Revise the entries from the line containing "Look at the photo above. For every instance of the blue" through the end of the entries by replacing "largest disc" with "largest circle" and leaving everything else unchanged. Return only those revised entries.

===== Dataset records =====

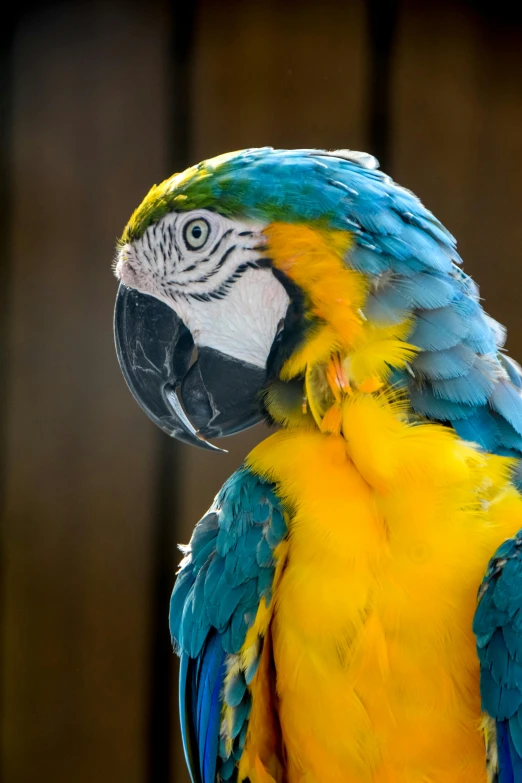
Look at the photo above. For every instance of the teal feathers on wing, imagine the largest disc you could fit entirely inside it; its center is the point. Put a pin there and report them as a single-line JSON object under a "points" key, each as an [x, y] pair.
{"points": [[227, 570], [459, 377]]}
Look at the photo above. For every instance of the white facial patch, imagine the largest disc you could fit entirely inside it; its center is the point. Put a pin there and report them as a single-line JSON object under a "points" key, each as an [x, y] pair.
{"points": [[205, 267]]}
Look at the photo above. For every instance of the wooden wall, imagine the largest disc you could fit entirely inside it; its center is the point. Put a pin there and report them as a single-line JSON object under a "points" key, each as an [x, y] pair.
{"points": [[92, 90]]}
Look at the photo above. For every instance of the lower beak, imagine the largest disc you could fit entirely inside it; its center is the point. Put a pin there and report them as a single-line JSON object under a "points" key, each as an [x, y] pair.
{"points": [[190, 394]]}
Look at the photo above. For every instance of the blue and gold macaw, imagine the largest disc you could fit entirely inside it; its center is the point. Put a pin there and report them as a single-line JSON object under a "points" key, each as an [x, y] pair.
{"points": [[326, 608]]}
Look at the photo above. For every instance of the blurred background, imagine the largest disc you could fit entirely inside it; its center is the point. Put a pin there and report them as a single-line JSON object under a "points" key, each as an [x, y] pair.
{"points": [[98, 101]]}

=====

Correct answer:
Look at the photo above. For every instance of the blue and gold macaw, imagine the largest circle you could fit entirely inside it; its center is the point. Put a pin there and report them as a single-line JSON object under a "points" key, each as an [x, y] pair.
{"points": [[326, 608]]}
Look at the photo above. For every instance of the blurred background, imagine the largest circle you could fit entirely inside it; its center is the point. Put a pin there and report them as a single-line JSON object under a "points" key, each as an [x, y] pair.
{"points": [[98, 101]]}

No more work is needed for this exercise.